- _Goal 1_: In the PostgreSQL mailing-list post, why does the query on pg_constraint return {1,2} for the films table?
- _Goal 2_: Set down the PostgreSQL mailing-list post word for word, starting at "You have probably" and ending at "code_title PRIMARY KEY(code,title)".

:: Source

2003-11-11 Thread Christoph Haller
> 
> Thanks for the reply but my main problem is I'm trying to find the primary column(s) 
> and the data type of these column in a table. pg_constraint's conkey is a int2[] 
> field. So if i have a table called 'films' (taken from postgreSQL doc) that has two 
> primary keys (composite primary key) then the query below gives me {1,2} for column 
> 1 and column 2.
> 
> select x.conkey from 
> pg_constraint x, pg_class a
> where a.relfilenode=x.conrelid
> and a.relname='films'
> and x.contype='p';
> 
> I cannot match the above with the next query to get a single query statement that 
> provides the primary column's name and its data type.
> 
> SELECT distinct c.attname FROM
> pg_class a, pg_constraint b,
> pg_attribute c 
> WHERE a.relfilenode=c.attrelid
> AND c.attnum>0
> AND a.relname='films';
> 
> Thanks for spending the time to answer my query!
> 
> 
First, do you know the psql -E option which shows you the SQL behind the \d outputs. 
You have probably used this films table (there is more than one in the doc): 
CREATE TABLE films (
codeCHAR(5),
title   VARCHAR(40),
did DECIMAL(3),
date_prod   DATE,
kindVARCHAR(10),
len INTERVAL HOUR TO MINUTE,
CONSTRAINT code_title PRIMARY KEY(code,title)

::::
:: Extracted records

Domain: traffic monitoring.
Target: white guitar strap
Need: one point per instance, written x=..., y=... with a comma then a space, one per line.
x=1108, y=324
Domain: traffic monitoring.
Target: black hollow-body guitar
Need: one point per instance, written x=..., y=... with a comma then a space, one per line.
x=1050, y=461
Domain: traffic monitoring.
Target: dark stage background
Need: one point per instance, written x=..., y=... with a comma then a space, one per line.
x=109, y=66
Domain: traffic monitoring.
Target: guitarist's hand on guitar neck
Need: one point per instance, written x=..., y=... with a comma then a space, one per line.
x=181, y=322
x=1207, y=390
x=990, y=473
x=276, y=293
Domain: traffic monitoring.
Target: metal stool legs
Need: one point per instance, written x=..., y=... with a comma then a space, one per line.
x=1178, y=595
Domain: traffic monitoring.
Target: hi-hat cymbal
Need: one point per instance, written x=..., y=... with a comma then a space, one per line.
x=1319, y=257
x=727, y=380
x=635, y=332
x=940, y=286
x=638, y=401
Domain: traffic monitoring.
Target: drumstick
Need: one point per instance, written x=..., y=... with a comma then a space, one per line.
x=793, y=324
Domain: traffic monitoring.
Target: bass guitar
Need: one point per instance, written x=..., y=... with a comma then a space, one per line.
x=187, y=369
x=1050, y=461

::::

- _Task solution 1_: The films table has a composite primary key made up of two columns, and pg_constraint's conkey is an int2[] field. So the query lists both key columns as {1,2}, meaning column 1 and column 2.

- _Task solution 2_:
You have probably used this films table (there is more than one in the doc): 
CREATE TABLE films (
codeCHAR(5),
title   VARCHAR(40),
did DECIMAL(3),
date_prod   DATE,
kindVARCHAR(10),
len INTERVAL HOUR TO MINUTE,
CONSTRAINT code_title PRIMARY KEY(code,title)